Excerpts of pointing data:

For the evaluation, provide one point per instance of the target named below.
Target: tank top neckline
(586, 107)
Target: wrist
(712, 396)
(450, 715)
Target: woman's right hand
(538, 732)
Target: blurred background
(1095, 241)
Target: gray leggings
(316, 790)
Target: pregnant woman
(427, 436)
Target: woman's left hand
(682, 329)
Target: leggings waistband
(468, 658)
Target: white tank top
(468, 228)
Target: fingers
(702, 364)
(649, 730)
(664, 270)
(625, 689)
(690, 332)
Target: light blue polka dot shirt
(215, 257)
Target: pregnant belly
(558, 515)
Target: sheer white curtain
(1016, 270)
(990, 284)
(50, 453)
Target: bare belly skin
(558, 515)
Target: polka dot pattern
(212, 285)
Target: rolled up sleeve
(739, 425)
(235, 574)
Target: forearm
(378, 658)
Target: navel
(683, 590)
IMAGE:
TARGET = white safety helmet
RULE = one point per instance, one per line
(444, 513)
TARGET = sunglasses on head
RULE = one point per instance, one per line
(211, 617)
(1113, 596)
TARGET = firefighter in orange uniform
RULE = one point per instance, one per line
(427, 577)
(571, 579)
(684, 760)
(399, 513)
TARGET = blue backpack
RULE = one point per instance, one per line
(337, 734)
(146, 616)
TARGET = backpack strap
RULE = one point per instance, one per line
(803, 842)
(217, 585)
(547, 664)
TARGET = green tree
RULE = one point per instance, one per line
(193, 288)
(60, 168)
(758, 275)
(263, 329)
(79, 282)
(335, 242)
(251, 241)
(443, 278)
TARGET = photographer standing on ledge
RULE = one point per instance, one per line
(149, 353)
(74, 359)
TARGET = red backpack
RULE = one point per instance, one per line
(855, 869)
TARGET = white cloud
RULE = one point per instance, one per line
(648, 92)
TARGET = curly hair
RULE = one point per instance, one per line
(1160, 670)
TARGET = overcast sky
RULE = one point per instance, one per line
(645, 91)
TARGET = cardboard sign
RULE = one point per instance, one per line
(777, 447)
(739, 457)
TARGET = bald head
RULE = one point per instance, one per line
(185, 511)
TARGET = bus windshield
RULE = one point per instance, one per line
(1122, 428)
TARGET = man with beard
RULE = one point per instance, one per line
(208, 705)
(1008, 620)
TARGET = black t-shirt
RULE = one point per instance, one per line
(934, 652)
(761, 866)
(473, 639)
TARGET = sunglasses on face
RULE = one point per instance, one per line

■ REQUIRED WORK ■
Print every entry exactly as written.

■ FULL ANSWER ■
For the evaluation, provide one point per instance of the target named below.
Target: tank top neckline
(586, 107)
Target: wrist
(712, 396)
(450, 715)
Target: woman's right hand
(538, 732)
Target: blurred background
(1095, 241)
Target: gray leggings
(316, 790)
Target: pregnant woman
(427, 436)
Target: woman's left hand
(682, 329)
Target: leggings waistband
(468, 658)
Target: white tank top
(468, 228)
Target: fingers
(702, 364)
(649, 730)
(664, 270)
(625, 689)
(690, 332)
Target: light blue polka dot shirt
(215, 257)
Target: pregnant belly
(558, 515)
Target: sheer white curtain
(1016, 270)
(990, 284)
(50, 453)
Target: bare belly skin
(558, 515)
Target: polka dot pattern
(212, 285)
Target: rolled up sleeve
(739, 425)
(235, 574)
Target: forearm
(378, 658)
Target: navel
(683, 590)
IMAGE:
TARGET = white safety helmet
RULE = one point per instance, one per line
(444, 513)
TARGET = sunglasses on head
RULE = one point per instance, one per line
(211, 617)
(1113, 596)
TARGET = firefighter in orange uniform
RULE = one point per instance, one per line
(427, 577)
(571, 579)
(684, 760)
(399, 513)
TARGET = blue backpack
RULE = one point per instance, one per line
(337, 734)
(146, 616)
TARGET = backpack strap
RULE = one point per instance, one per line
(803, 842)
(217, 585)
(547, 664)
TARGET = green tree
RULE = one point per instance, one per line
(193, 288)
(60, 168)
(758, 275)
(263, 329)
(79, 282)
(335, 242)
(251, 241)
(443, 278)
TARGET = photographer standing on ledge
RULE = one point per instance, one per line
(149, 353)
(74, 359)
TARGET = red backpack
RULE = one point per instance, one per line
(855, 869)
TARGET = white cloud
RULE = one point per instance, one per line
(648, 92)
TARGET = curly hair
RULE = one point per instance, one per line
(1160, 670)
TARGET = overcast sky
RULE = one point per instance, one per line
(645, 91)
TARGET = cardboard sign
RULE = one point per instance, one per line
(777, 447)
(739, 457)
TARGET = bald head
RULE = one point per instance, one per line
(185, 511)
TARGET = bus windshield
RULE = one point per instance, one per line
(1122, 428)
TARGET = man with beard
RULE = one point per instance, one per line
(208, 705)
(1008, 620)
TARGET = black t-shirt
RULE = one point per instance, one per line
(934, 652)
(761, 866)
(473, 639)
TARGET = sunglasses on face
RULE = one point per instance, one per line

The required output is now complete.